- **PROBLEM**
Once the line with "Target: snow-covered road" is found in the entries below, print it and each following line exactly, stopping after the line with "Target: frost-covered vegetation"; print nothing else.

── DATA IN THIS EXERCISE ──

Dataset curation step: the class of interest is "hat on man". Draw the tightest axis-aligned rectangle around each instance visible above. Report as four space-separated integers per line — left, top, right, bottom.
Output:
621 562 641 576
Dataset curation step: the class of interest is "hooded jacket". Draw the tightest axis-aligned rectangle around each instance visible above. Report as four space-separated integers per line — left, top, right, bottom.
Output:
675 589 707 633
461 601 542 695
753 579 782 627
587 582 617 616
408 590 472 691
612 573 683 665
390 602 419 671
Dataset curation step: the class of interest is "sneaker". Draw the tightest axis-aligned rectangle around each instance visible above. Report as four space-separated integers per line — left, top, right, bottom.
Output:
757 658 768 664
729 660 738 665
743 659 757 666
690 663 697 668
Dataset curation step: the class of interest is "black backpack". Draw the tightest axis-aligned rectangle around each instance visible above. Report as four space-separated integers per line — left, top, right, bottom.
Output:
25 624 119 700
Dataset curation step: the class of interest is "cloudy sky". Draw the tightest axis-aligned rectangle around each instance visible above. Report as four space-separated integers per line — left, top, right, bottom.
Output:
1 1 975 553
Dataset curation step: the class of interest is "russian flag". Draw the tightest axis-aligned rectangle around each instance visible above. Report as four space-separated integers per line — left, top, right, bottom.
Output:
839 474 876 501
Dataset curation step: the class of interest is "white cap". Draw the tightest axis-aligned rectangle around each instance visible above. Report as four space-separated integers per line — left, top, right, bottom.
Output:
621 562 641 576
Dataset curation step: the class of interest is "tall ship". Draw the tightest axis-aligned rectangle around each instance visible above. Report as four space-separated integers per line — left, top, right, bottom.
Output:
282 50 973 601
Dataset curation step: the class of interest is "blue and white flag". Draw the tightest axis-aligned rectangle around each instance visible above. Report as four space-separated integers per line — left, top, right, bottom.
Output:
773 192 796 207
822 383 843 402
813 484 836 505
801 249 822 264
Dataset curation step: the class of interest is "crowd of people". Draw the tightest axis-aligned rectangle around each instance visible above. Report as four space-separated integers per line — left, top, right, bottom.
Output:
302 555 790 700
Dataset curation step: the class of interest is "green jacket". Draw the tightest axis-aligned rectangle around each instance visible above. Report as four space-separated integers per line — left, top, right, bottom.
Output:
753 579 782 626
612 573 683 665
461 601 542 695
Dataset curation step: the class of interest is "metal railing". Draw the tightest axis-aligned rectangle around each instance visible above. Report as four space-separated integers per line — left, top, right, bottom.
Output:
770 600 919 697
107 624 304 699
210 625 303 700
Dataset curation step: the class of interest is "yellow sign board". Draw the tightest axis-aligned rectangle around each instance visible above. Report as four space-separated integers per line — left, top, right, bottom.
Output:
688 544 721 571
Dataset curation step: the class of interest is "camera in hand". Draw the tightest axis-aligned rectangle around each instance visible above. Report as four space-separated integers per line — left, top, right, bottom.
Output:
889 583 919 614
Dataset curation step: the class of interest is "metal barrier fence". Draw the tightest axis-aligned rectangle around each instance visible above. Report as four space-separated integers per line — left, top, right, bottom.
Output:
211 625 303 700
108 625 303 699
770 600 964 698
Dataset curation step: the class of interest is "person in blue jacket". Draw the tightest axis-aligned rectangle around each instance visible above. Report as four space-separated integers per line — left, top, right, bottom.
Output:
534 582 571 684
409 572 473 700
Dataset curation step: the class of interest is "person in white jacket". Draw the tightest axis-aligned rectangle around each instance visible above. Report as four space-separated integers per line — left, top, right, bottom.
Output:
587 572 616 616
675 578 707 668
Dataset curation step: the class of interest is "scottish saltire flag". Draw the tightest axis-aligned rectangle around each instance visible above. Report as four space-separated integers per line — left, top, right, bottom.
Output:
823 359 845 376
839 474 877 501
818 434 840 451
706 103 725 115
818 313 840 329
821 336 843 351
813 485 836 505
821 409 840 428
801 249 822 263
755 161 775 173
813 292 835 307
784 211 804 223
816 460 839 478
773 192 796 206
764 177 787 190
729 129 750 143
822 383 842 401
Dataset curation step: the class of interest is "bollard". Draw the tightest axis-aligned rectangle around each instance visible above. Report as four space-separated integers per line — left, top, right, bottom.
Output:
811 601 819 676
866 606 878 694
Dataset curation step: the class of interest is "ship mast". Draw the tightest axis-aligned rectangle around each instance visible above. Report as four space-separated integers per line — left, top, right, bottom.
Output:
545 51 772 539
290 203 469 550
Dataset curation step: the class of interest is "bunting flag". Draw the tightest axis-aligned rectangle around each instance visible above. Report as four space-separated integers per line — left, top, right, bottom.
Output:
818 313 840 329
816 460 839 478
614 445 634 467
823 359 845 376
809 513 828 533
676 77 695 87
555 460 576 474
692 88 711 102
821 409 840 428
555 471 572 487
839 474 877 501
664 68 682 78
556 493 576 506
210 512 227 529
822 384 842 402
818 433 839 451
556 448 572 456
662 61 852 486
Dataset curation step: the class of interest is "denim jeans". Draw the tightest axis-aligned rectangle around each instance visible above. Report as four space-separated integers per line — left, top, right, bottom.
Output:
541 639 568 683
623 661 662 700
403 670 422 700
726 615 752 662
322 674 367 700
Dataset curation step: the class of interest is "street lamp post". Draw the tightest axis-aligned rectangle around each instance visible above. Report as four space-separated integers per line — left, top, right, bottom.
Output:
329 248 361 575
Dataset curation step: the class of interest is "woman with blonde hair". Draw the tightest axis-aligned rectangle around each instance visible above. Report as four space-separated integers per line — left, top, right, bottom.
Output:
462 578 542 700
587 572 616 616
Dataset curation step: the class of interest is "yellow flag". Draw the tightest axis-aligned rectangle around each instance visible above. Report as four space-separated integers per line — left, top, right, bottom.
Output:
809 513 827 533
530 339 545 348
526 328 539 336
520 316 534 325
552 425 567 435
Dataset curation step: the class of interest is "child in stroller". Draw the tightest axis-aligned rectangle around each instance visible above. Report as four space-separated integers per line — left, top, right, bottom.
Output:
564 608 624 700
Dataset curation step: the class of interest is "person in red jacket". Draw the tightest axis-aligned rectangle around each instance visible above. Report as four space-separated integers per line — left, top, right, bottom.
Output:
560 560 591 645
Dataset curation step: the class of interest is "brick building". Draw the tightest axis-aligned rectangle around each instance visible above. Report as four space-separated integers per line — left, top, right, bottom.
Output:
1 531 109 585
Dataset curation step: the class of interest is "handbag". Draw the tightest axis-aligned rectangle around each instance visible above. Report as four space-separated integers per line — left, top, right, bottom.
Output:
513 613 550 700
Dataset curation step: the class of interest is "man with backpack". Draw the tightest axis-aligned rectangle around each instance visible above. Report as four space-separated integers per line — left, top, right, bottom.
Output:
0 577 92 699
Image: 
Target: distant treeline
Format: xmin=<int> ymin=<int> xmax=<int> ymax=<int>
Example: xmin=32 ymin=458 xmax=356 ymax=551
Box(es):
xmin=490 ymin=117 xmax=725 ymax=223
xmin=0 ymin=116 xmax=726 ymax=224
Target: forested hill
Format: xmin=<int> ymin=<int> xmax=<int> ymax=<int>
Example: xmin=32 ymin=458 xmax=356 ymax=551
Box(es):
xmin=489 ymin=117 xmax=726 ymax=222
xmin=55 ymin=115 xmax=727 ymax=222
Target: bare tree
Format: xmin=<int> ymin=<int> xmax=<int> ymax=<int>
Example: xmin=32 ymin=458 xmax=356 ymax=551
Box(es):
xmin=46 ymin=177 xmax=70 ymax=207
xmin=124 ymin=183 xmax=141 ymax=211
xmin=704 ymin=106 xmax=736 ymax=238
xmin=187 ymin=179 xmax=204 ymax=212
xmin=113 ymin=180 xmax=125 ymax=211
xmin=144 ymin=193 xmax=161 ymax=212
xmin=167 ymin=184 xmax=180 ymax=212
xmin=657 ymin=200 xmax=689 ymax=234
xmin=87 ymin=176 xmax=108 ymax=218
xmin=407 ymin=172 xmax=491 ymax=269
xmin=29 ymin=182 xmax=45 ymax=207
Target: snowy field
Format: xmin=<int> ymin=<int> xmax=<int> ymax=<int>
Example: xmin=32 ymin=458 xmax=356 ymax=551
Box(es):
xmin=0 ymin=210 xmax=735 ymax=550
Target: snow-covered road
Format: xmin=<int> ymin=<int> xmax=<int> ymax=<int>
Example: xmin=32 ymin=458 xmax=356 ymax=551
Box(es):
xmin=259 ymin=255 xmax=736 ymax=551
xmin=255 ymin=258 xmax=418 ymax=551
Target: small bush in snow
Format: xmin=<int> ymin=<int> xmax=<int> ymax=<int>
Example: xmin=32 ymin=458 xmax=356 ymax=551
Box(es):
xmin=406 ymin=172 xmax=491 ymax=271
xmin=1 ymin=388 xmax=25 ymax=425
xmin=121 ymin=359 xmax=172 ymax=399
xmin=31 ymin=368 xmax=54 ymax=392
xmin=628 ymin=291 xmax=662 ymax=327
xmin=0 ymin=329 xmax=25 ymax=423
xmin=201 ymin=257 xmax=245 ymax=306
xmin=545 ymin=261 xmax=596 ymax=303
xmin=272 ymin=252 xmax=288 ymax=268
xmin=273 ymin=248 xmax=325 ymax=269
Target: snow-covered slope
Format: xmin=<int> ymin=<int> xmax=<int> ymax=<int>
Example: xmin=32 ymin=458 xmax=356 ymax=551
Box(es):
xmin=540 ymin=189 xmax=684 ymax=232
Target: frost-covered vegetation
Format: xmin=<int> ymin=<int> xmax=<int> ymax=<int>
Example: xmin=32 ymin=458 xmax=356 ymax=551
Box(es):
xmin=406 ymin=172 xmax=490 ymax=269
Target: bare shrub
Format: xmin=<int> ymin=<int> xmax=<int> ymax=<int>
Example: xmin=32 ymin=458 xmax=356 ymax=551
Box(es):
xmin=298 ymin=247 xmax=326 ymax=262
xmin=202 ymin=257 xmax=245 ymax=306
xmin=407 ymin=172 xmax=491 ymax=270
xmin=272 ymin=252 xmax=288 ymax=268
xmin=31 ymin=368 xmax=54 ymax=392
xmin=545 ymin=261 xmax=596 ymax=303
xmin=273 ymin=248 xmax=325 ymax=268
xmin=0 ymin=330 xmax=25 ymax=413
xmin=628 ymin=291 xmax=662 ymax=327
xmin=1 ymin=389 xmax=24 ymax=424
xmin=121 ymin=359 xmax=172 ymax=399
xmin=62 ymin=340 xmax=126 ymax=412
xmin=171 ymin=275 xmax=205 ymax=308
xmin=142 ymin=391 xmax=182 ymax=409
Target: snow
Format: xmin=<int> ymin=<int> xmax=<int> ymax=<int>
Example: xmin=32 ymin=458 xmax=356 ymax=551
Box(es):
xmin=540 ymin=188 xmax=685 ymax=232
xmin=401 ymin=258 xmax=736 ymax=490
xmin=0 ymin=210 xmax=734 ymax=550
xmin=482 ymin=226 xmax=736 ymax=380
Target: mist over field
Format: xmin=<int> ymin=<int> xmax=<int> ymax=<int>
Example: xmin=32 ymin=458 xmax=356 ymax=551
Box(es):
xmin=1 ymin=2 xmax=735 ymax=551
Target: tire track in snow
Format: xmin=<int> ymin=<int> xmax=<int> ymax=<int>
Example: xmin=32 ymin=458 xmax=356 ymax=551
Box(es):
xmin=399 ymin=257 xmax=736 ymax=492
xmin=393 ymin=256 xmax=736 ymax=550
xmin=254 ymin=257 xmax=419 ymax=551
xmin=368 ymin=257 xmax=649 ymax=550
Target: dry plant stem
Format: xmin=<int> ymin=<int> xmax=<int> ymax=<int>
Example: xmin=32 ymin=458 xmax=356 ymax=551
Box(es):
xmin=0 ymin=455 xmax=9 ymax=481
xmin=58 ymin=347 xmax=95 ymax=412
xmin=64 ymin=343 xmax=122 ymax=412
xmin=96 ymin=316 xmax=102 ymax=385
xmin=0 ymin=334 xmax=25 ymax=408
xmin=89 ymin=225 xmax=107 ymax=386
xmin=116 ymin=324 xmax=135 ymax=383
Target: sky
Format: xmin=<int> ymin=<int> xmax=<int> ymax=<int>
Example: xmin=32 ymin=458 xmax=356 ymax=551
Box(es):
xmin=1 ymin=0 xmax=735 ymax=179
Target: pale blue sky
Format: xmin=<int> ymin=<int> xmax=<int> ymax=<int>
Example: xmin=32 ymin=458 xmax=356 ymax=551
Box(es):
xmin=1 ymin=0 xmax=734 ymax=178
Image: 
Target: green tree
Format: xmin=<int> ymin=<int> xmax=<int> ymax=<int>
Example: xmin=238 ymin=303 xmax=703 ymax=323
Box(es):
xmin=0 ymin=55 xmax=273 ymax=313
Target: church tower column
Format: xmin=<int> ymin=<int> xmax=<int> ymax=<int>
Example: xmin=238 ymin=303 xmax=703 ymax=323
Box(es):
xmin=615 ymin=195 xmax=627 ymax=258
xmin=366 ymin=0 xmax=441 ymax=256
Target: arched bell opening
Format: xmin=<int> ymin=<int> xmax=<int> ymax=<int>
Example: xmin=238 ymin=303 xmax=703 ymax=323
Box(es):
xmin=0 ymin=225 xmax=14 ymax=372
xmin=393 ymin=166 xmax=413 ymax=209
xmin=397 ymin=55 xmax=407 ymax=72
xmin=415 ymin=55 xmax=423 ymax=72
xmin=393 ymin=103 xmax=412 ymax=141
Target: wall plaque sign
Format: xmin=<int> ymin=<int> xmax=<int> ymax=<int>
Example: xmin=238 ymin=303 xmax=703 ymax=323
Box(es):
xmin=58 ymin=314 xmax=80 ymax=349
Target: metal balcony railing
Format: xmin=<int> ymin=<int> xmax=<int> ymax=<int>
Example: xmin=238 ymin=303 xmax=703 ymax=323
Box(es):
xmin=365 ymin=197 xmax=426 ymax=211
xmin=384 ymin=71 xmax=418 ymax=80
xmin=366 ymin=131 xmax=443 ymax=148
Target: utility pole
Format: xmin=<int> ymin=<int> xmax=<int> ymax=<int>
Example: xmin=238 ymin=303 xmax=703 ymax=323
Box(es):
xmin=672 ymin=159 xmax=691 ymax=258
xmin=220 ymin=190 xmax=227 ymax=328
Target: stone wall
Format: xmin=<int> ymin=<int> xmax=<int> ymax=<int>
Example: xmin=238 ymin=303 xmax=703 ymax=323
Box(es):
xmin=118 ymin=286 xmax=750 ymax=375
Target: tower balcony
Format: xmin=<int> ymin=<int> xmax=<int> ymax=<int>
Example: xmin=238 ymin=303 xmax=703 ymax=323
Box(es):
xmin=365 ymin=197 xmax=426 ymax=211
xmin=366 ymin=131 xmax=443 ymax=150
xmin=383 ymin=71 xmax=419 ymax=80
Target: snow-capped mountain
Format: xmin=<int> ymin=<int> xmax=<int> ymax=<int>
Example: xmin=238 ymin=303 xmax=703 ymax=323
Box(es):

───

- **TASK RESPONSE**
Target: snow-covered road
Format: xmin=<int> ymin=<int> xmax=<int> ymax=<int>
Example: xmin=32 ymin=458 xmax=356 ymax=551
Box(es):
xmin=259 ymin=255 xmax=736 ymax=551
xmin=255 ymin=258 xmax=418 ymax=551
Target: small bush in snow
Format: xmin=<int> ymin=<int> xmax=<int> ymax=<int>
Example: xmin=32 ymin=458 xmax=356 ymax=551
Box(es):
xmin=406 ymin=172 xmax=491 ymax=271
xmin=1 ymin=388 xmax=25 ymax=425
xmin=121 ymin=359 xmax=172 ymax=399
xmin=31 ymin=368 xmax=54 ymax=392
xmin=628 ymin=291 xmax=662 ymax=327
xmin=0 ymin=329 xmax=25 ymax=423
xmin=201 ymin=257 xmax=245 ymax=306
xmin=545 ymin=261 xmax=596 ymax=303
xmin=272 ymin=252 xmax=288 ymax=268
xmin=273 ymin=248 xmax=325 ymax=269
Target: snow-covered slope
Format: xmin=<int> ymin=<int> xmax=<int> ymax=<int>
Example: xmin=32 ymin=458 xmax=356 ymax=551
Box(es):
xmin=540 ymin=189 xmax=684 ymax=232
Target: frost-covered vegetation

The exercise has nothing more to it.